**Task requirements**
Print the whole listing, keeping every line exactly as given.

**Supplied information**
----
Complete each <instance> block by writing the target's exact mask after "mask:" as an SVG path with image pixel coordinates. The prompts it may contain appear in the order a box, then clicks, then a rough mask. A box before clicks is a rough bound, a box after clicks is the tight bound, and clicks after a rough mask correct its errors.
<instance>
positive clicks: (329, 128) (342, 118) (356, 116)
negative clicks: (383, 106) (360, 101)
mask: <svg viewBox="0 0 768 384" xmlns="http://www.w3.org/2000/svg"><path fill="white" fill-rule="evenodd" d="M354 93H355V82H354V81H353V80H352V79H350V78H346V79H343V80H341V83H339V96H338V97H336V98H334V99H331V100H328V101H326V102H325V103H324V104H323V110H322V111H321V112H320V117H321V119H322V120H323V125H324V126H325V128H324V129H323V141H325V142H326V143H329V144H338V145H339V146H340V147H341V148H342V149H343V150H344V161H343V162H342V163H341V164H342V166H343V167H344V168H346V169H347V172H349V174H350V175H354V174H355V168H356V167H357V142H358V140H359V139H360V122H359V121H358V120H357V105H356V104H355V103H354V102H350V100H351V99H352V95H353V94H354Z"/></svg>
----
**Output of the exercise**
Complete each <instance> block by writing the target's exact mask after "mask:" as an SVG path with image pixel coordinates. The prompts it may contain appear in the order a box, then clicks, then a rough mask. A box before clicks is a rough bound, a box after clicks is the tight bound, and clicks after a rough mask correct its errors.
<instance>
positive clicks: (329, 128) (342, 118) (356, 116)
negative clicks: (383, 106) (360, 101)
mask: <svg viewBox="0 0 768 384" xmlns="http://www.w3.org/2000/svg"><path fill="white" fill-rule="evenodd" d="M354 93H355V82H354V81H353V80H352V79H350V78H346V79H343V80H341V83H339V96H338V97H336V98H334V99H331V100H328V101H326V102H325V103H324V104H323V110H322V111H321V112H320V117H321V119H322V120H323V125H324V126H325V128H324V129H323V141H325V142H326V143H329V144H338V145H339V146H340V147H341V148H342V149H343V150H344V161H343V162H342V163H341V164H342V166H343V167H344V168H346V169H347V172H349V174H350V175H354V174H355V168H356V167H357V142H358V140H359V139H360V122H359V121H358V120H357V105H356V104H355V103H354V102H350V100H351V99H352V95H353V94H354Z"/></svg>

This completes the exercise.